Problem description:
Below are records; extract exactly the lines from the one with "Target: dining table." through the final line, including both, but drop the pictures.

Data for this task:

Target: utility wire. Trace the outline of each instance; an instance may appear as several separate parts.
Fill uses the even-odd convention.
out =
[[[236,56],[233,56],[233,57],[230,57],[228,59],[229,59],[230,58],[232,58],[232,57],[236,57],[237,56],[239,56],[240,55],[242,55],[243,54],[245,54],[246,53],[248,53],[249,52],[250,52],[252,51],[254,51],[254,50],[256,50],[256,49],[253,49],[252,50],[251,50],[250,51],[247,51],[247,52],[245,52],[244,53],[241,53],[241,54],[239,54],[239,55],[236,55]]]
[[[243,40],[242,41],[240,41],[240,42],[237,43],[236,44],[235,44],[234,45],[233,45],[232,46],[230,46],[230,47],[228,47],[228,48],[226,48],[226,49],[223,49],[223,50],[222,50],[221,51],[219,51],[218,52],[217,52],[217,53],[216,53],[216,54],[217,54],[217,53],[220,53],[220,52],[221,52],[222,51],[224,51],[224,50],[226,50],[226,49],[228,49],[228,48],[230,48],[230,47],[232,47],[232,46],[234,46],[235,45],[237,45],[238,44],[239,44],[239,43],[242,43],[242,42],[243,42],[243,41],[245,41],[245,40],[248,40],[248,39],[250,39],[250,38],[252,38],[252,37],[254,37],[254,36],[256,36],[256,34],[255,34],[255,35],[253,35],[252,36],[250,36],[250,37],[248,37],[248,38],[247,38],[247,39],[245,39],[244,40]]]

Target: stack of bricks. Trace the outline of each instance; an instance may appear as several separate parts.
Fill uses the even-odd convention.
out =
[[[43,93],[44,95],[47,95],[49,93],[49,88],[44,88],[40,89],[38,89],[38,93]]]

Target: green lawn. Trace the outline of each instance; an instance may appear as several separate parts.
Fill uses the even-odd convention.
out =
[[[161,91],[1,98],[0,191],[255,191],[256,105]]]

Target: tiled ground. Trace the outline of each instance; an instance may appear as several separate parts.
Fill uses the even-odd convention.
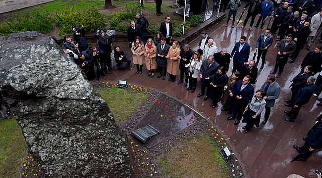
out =
[[[231,28],[230,26],[225,28],[223,20],[209,33],[214,38],[218,47],[219,49],[226,48],[228,52],[241,36],[246,36],[247,42],[252,46],[251,58],[255,51],[256,41],[262,30],[254,28],[250,31],[248,29],[248,27],[244,29],[236,27]],[[192,48],[196,48],[199,41],[198,39],[191,42],[190,44]],[[275,43],[274,41],[273,44]],[[124,46],[129,55],[126,43],[118,44]],[[284,100],[290,96],[288,89],[289,81],[300,71],[300,63],[307,52],[305,49],[303,50],[294,63],[286,64],[282,77],[277,79],[277,82],[281,86],[282,90],[268,122],[265,127],[255,128],[247,134],[241,132],[240,128],[244,124],[240,124],[238,127],[234,126],[233,122],[226,120],[227,115],[221,113],[221,106],[212,109],[209,106],[211,101],[204,101],[202,98],[197,97],[200,83],[197,86],[198,89],[194,93],[191,94],[176,83],[171,83],[167,80],[163,81],[156,77],[150,78],[145,74],[144,67],[144,74],[142,76],[136,75],[134,69],[130,71],[115,70],[112,74],[106,76],[104,80],[117,81],[125,79],[130,83],[146,86],[174,96],[201,111],[206,118],[210,118],[209,122],[220,128],[223,134],[229,138],[228,141],[243,166],[247,177],[286,178],[289,174],[297,174],[308,178],[312,176],[309,175],[310,170],[317,168],[322,168],[322,151],[315,152],[307,162],[291,163],[290,161],[297,153],[292,145],[294,143],[301,145],[303,143],[302,137],[314,125],[315,118],[322,112],[322,107],[316,105],[318,101],[313,97],[309,103],[302,107],[295,122],[285,122],[284,121],[285,115],[283,113],[284,110],[289,109],[284,106]],[[267,64],[264,69],[260,71],[256,84],[256,89],[261,87],[272,69],[276,52],[276,49],[272,46],[269,49]],[[232,67],[231,64],[230,67],[229,74]]]

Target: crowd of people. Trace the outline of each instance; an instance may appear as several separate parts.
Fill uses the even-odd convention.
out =
[[[257,56],[254,56],[251,60],[249,60],[251,46],[245,36],[235,44],[230,54],[225,48],[219,50],[214,39],[205,31],[201,33],[196,51],[188,44],[180,45],[172,39],[172,24],[169,16],[165,16],[161,23],[160,31],[155,37],[146,39],[149,21],[139,13],[136,16],[137,21],[130,22],[127,29],[132,56],[126,56],[118,45],[114,46],[112,51],[110,37],[104,30],[98,32],[96,46],[89,48],[81,27],[74,29],[73,38],[66,37],[64,51],[80,66],[89,80],[99,79],[100,76],[110,73],[112,52],[118,69],[131,70],[132,63],[136,68],[136,75],[143,75],[143,68],[145,67],[150,77],[157,75],[157,78],[164,80],[167,74],[171,82],[175,82],[179,75],[177,84],[182,85],[191,93],[195,92],[199,79],[201,89],[197,96],[203,97],[204,100],[211,98],[210,107],[214,108],[221,102],[221,110],[228,115],[227,119],[234,120],[234,125],[239,125],[240,121],[246,123],[242,129],[244,133],[248,133],[254,125],[260,127],[262,112],[265,113],[262,125],[266,125],[268,121],[281,90],[276,79],[282,75],[286,64],[294,62],[306,45],[309,49],[312,47],[314,37],[318,35],[322,23],[322,9],[314,14],[314,8],[307,7],[311,0],[284,2],[275,8],[276,3],[270,0],[249,1],[243,9],[246,11],[248,8],[241,28],[247,25],[251,17],[249,30],[252,30],[258,15],[255,27],[260,25],[263,29],[267,20],[273,17],[270,28],[264,29],[258,37],[254,46]],[[226,26],[232,15],[231,27],[233,28],[237,10],[242,4],[239,0],[230,0],[227,5],[229,11]],[[297,11],[293,12],[294,10]],[[270,25],[269,22],[268,24]],[[277,42],[273,44],[274,38]],[[277,51],[274,68],[261,89],[255,91],[253,85],[257,82],[258,66],[261,64],[260,70],[265,67],[266,55],[272,46]],[[292,95],[285,100],[285,105],[291,107],[285,111],[286,122],[294,122],[301,108],[312,95],[318,96],[322,89],[322,45],[315,46],[313,49],[306,54],[301,65],[301,72],[290,82]],[[232,71],[228,77],[231,61]],[[318,105],[322,105],[322,102]],[[318,144],[322,147],[322,141]],[[306,149],[307,146],[303,149]],[[295,158],[294,160],[307,158]]]

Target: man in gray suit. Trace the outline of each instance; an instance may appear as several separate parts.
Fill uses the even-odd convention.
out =
[[[262,122],[262,124],[265,125],[268,120],[270,108],[274,107],[275,100],[279,96],[280,87],[277,82],[275,82],[275,76],[273,75],[269,75],[261,89],[266,92],[266,96],[264,96],[264,99],[266,101],[265,116],[264,120]]]

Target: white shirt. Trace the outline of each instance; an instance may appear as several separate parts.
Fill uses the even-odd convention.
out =
[[[246,86],[247,86],[248,85],[248,84],[247,84],[247,85],[243,84],[243,85],[242,85],[242,87],[240,88],[240,90],[241,91],[242,90],[244,89],[245,89],[245,88],[246,87]]]
[[[241,49],[243,48],[243,47],[244,47],[244,45],[245,45],[245,44],[240,44],[240,45],[239,45],[239,52],[240,52],[240,51],[241,50]]]
[[[206,37],[201,40],[201,43],[200,44],[200,49],[204,50],[205,49],[205,45],[207,43],[207,40],[208,38],[208,35],[206,35]]]
[[[165,27],[166,27],[166,36],[165,38],[170,37],[170,26],[168,23],[165,22]]]

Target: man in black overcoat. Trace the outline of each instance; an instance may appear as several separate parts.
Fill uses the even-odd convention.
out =
[[[132,47],[132,44],[136,37],[141,36],[140,28],[135,25],[135,22],[131,21],[131,25],[127,28],[127,40],[129,41],[129,46]]]
[[[286,122],[293,122],[299,115],[301,107],[310,101],[311,97],[314,92],[314,82],[315,78],[313,76],[309,77],[306,81],[306,85],[300,89],[296,93],[294,100],[294,106],[289,111],[284,112],[289,117],[284,120]]]
[[[158,65],[158,68],[160,72],[158,78],[160,78],[162,77],[162,80],[165,79],[166,75],[167,61],[165,56],[168,54],[169,49],[170,49],[170,45],[165,43],[165,39],[162,37],[160,43],[157,45],[157,65]]]
[[[204,100],[206,101],[210,96],[210,77],[217,72],[218,69],[218,64],[215,62],[214,56],[211,55],[208,57],[208,60],[205,60],[201,65],[200,68],[200,74],[199,77],[201,81],[201,91],[200,93],[197,95],[197,97],[201,97],[205,94],[206,88],[207,88],[207,91],[206,93],[206,96],[204,97]]]
[[[309,131],[306,136],[303,137],[305,141],[304,145],[299,147],[293,145],[293,147],[299,154],[291,161],[305,161],[312,155],[313,151],[322,148],[322,114],[318,117],[316,124]]]
[[[170,21],[170,16],[165,17],[165,20],[160,24],[159,30],[163,37],[165,38],[166,44],[170,44],[170,41],[172,37],[172,23]]]
[[[236,119],[234,123],[235,126],[239,124],[243,112],[254,94],[254,87],[249,84],[251,79],[250,76],[246,76],[242,81],[235,82],[232,91],[229,93],[233,97],[232,116],[228,117],[227,120]]]
[[[180,52],[180,64],[179,65],[179,69],[180,69],[180,80],[178,82],[178,84],[183,82],[184,78],[184,84],[183,86],[187,87],[188,84],[188,79],[189,79],[189,67],[186,67],[185,65],[190,63],[190,59],[192,57],[193,51],[190,48],[188,44],[185,44],[183,48]]]

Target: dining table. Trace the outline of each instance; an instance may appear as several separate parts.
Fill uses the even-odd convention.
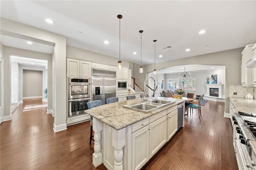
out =
[[[186,100],[186,102],[190,102],[191,103],[192,103],[192,101],[194,101],[195,100],[194,98],[190,98],[189,97],[182,97],[182,99],[183,100]],[[187,107],[187,106],[186,106],[186,105],[185,107],[186,111],[187,112],[187,114],[185,114],[184,115],[188,115],[188,107]]]

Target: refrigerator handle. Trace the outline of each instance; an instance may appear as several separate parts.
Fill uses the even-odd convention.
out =
[[[103,105],[105,105],[105,88],[104,87],[104,81],[105,81],[105,77],[104,76],[102,77],[102,103]]]

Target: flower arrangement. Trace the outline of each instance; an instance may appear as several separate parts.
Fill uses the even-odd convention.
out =
[[[177,89],[175,90],[175,91],[177,92],[177,93],[180,95],[182,95],[182,94],[185,93],[185,91],[182,90],[182,89]]]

Exercise response:
Target: dining table. Trace the outline of each instance; an instance may appear as several separate parts.
Fill uses the even-odd convention.
out =
[[[186,100],[186,102],[190,102],[191,103],[192,103],[192,101],[194,101],[195,100],[194,98],[190,98],[189,97],[182,97],[182,99],[183,100]],[[187,107],[187,106],[186,106],[186,105],[185,107],[186,111],[187,112],[187,114],[185,114],[184,115],[188,115],[188,107]]]

Target: refrigerator handle. Trace the outline of each instance; an instance may appear as several separate parts.
Fill uses the even-odd convention.
out =
[[[103,105],[105,105],[105,88],[104,87],[104,81],[105,81],[105,77],[104,76],[102,77],[102,103]]]

Target: flower arrangement. Trace the outline of each instance; an instance may appear as several separate parts.
Fill uses the even-odd convention.
out =
[[[177,89],[175,90],[175,91],[177,92],[177,93],[180,95],[182,95],[182,94],[185,93],[185,91],[182,90],[182,89]]]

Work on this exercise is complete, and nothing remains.